Written task
Copy each of the records below word for word, changing nothing.

Data rows
┌────────

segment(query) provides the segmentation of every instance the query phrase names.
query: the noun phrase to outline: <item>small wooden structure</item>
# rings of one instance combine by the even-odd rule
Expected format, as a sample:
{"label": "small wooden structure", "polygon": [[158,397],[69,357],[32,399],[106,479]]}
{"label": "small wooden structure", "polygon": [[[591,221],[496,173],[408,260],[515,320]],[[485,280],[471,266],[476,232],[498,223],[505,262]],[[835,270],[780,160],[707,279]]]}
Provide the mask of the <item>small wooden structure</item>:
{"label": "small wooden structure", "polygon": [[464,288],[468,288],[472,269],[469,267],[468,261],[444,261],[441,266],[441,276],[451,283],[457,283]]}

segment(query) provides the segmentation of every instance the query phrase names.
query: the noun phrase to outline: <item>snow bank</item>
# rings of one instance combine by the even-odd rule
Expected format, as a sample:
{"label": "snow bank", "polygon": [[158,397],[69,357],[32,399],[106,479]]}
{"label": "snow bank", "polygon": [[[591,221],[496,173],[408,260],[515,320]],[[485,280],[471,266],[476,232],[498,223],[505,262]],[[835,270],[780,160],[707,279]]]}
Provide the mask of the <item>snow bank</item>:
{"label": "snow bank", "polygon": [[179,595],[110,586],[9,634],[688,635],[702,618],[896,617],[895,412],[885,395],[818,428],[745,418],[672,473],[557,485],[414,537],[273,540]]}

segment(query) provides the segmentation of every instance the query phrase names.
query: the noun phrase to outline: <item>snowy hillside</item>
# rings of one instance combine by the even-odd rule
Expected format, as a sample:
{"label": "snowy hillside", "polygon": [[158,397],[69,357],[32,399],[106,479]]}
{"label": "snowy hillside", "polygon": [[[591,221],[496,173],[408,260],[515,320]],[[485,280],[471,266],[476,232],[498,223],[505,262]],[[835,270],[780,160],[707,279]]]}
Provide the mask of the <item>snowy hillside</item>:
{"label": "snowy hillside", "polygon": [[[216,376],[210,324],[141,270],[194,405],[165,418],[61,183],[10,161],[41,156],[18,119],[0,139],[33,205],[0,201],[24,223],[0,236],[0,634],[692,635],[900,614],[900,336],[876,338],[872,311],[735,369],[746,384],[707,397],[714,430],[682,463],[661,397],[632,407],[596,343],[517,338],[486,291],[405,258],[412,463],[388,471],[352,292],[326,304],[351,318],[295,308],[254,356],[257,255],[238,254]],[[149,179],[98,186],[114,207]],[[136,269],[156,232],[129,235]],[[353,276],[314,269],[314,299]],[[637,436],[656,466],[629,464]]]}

└────────

Solution to this problem
segment(query) provides the segmentation of every instance the query phrase names.
query: the noun phrase to outline: <item>small wooden structure</item>
# rings of one instance combine by the even-odd rule
Expected format, as a sample:
{"label": "small wooden structure", "polygon": [[158,397],[69,357],[32,399],[106,479]]}
{"label": "small wooden structure", "polygon": [[[591,221],[496,173],[408,260],[515,320]],[[485,280],[471,266],[476,232],[498,223],[505,262]],[[835,270],[780,160],[707,279]]]}
Provide the mask of the <item>small wooden structure</item>:
{"label": "small wooden structure", "polygon": [[464,288],[468,288],[472,269],[469,267],[468,261],[444,261],[441,266],[441,276],[451,283],[457,283]]}

segment(query) provides the segmentation of every instance the query phrase names.
query: the noun phrase to outline: <item>snow bank</item>
# rings of one instance combine by the even-odd rule
Expected format, as a sample:
{"label": "snow bank", "polygon": [[158,397],[69,357],[32,399],[106,479]]}
{"label": "snow bank", "polygon": [[[591,221],[496,173],[408,260],[515,320]],[[485,280],[471,266],[476,232],[498,223],[505,262]],[[835,270],[780,160],[707,279]]]}
Provide the mask of the <item>snow bank</item>:
{"label": "snow bank", "polygon": [[179,595],[110,586],[9,634],[688,635],[702,618],[896,617],[895,412],[885,395],[818,428],[745,418],[672,473],[557,485],[414,537],[273,540]]}

segment(query) provides the segmentation of every instance the query phrase names.
query: the noun phrase to outline: <item>snowy hillside</item>
# rings of one instance combine by the even-odd rule
Expected format, as a sample:
{"label": "snowy hillside", "polygon": [[158,397],[69,357],[32,399],[106,479]]}
{"label": "snowy hillside", "polygon": [[[591,221],[496,173],[408,260],[515,320]],[[485,280],[471,266],[476,232],[498,223],[505,262]],[[835,270],[780,160],[707,279]]]}
Provide the mask of the <item>snowy hillside</item>:
{"label": "snowy hillside", "polygon": [[[216,376],[210,324],[141,270],[194,405],[165,418],[61,183],[10,161],[41,156],[18,119],[0,139],[33,205],[0,201],[24,223],[0,236],[0,634],[692,635],[900,614],[900,336],[876,338],[872,311],[735,369],[746,384],[707,397],[714,430],[682,463],[661,397],[632,407],[596,343],[517,338],[486,291],[405,258],[412,463],[388,471],[352,292],[326,304],[351,318],[295,308],[254,356],[257,255],[238,254]],[[149,179],[98,186],[114,207]],[[136,269],[156,232],[129,235]],[[353,276],[314,269],[314,299]],[[637,436],[656,466],[629,464]]]}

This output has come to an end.